**Direction 1:** List every line of the rows below that contains the string "wall", matching its case exactly.

---------- Document segment ----------

Each Wednesday, The Wrap
presents a compilation of recent noteworthy commercial real estate stories from
a variety of publications. Below are five stories that caught our eyes in
recent days.

“Urban
Flight Encourages More Adaptive Reuse”
by Robert Carr of National Real
Estate Investor (note: registration required to view link).

As more residents and companies move back into urban areas
across the country, investors and cities are looking to reuse old buildings for
new development, Carr reports.

Most are of these buildings are being redeveloped according
to LEED specifications, Carr reports.

Cities see adaptive reuse as a way to transform a vacant
property into a usable site that provides increased tax revenue, but municipalities
usually require the exteriors of historic properties to remain intact, Carr
notes. 

Some cities, such as Los Angeles, have gone as far as
waiving various restrictions and required variances to encourage the adaptation
of economically obsolete buildings, Carr reports.

“Office
Parks Get a Makeover”
by Laura Kusisto of The Wall Street Journal.

Local officials in suburban areas from California to New
Jersey are approving plans to turn blighted, aging office parks into
urban-style complexes with apartments, retail, bike paths and office space,
Kusisto reports. 

“Suburban office buildings are passé,” Burrell Saunders, a
principal at Lyall Design who has redesigned suburban corporate spaces across
the country, told Kusisto. “We need to have office space integrated into daily
life.”

---------- Records for this exercise ----------

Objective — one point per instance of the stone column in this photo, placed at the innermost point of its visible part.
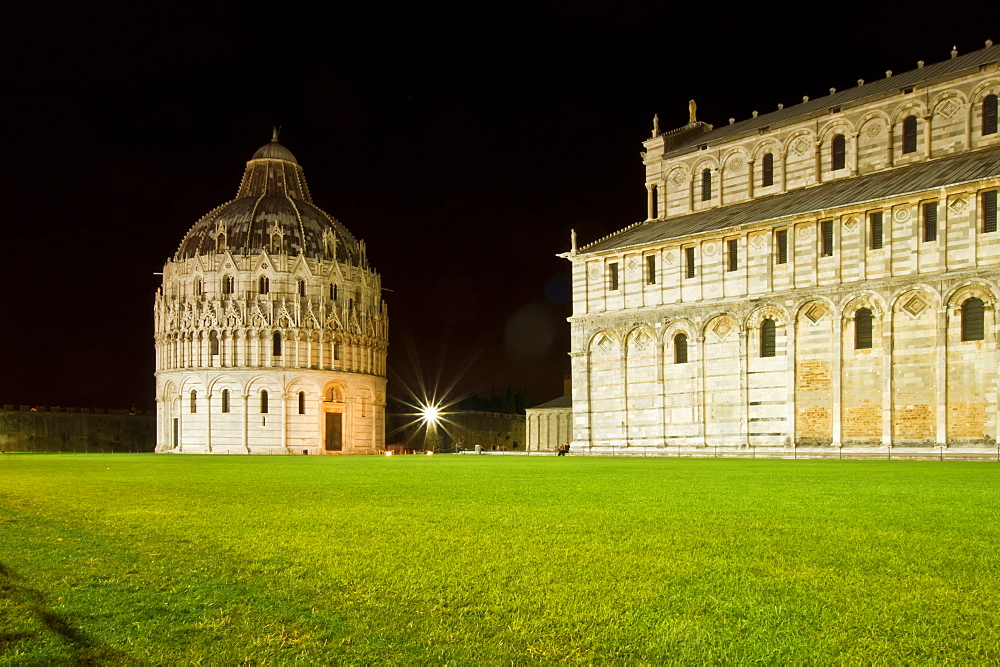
(887, 377)
(700, 388)
(889, 130)
(284, 421)
(744, 388)
(246, 423)
(927, 136)
(968, 126)
(856, 157)
(941, 376)
(208, 421)
(625, 415)
(784, 170)
(818, 160)
(838, 327)
(790, 377)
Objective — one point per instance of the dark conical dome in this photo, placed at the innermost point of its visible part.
(274, 151)
(273, 198)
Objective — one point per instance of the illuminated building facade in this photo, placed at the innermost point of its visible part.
(823, 275)
(270, 328)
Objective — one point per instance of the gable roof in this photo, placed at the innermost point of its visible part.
(952, 68)
(561, 402)
(952, 170)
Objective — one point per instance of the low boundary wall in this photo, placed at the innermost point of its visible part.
(55, 429)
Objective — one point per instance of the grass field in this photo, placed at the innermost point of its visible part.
(478, 559)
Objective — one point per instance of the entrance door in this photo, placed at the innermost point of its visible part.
(334, 431)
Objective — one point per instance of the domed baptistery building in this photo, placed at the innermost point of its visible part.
(271, 332)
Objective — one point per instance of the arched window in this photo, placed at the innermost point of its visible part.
(767, 346)
(990, 114)
(839, 152)
(767, 170)
(910, 134)
(680, 349)
(863, 329)
(973, 325)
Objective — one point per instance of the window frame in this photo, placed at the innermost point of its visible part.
(768, 338)
(826, 238)
(876, 220)
(690, 268)
(838, 152)
(781, 242)
(680, 348)
(988, 202)
(909, 135)
(864, 339)
(767, 170)
(989, 115)
(929, 223)
(973, 330)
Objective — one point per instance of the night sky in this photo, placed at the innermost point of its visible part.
(461, 143)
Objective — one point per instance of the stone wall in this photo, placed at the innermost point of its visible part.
(809, 254)
(43, 429)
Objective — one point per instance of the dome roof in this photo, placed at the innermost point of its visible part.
(272, 205)
(274, 151)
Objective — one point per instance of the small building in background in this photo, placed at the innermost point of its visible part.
(549, 424)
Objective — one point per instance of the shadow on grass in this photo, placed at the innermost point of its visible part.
(84, 650)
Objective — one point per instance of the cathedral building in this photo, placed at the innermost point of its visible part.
(270, 328)
(823, 275)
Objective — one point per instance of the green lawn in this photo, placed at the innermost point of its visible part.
(479, 559)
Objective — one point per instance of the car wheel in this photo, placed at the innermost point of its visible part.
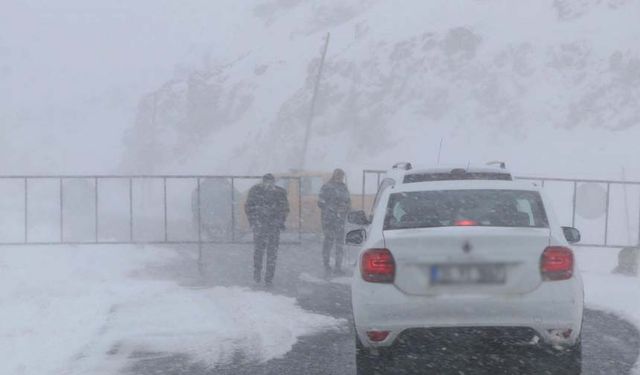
(570, 359)
(369, 363)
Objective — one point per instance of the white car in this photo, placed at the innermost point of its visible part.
(475, 257)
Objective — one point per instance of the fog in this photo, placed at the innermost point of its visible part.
(162, 87)
(152, 95)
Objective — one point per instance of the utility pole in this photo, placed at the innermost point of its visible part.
(312, 110)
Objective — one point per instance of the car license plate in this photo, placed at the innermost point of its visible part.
(460, 274)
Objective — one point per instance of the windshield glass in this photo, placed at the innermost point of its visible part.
(492, 208)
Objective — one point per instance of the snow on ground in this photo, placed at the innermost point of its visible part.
(609, 292)
(84, 310)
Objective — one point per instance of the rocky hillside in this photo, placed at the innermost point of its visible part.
(536, 82)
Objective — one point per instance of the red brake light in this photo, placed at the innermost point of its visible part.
(557, 263)
(466, 223)
(378, 266)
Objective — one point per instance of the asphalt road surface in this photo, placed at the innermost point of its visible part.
(610, 345)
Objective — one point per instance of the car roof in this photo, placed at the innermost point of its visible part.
(405, 174)
(465, 185)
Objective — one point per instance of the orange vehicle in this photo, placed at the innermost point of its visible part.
(303, 188)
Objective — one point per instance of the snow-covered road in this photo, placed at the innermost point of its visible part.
(150, 310)
(87, 310)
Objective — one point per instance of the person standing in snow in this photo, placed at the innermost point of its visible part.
(334, 202)
(266, 208)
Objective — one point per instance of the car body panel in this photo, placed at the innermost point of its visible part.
(410, 302)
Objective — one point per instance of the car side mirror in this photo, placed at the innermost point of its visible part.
(571, 234)
(356, 237)
(358, 218)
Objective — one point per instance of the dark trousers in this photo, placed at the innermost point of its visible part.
(333, 235)
(265, 239)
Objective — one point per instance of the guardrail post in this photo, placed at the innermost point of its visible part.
(164, 199)
(300, 221)
(131, 209)
(26, 210)
(364, 181)
(199, 225)
(606, 216)
(575, 194)
(61, 212)
(95, 182)
(233, 211)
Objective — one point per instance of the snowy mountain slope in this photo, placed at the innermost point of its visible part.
(401, 76)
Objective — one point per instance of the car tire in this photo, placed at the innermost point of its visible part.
(369, 363)
(570, 360)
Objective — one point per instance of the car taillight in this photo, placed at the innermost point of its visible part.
(557, 263)
(466, 223)
(378, 266)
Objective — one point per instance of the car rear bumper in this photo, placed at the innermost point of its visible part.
(550, 310)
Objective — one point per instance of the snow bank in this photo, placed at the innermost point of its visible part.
(609, 292)
(79, 310)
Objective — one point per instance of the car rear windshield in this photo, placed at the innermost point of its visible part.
(443, 208)
(425, 177)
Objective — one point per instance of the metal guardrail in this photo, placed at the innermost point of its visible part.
(542, 180)
(131, 181)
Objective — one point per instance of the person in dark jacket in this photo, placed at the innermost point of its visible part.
(334, 202)
(267, 208)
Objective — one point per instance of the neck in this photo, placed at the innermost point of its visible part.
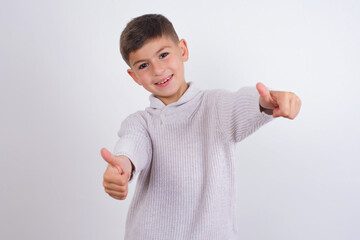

----------

**Direction 2:** Which city does the real estate news roundup name as having waived restrictions to encourage the adaptation of economically obsolete buildings?

**Task solution 1:**
Objective — one point per instance of the low boundary wall in this photo, placed at the innermost point of its visible part.
Objective — one point per instance of the stone wall in this photo, placed at the innermost point of its visible part.

**Task solution 2:** Los Angeles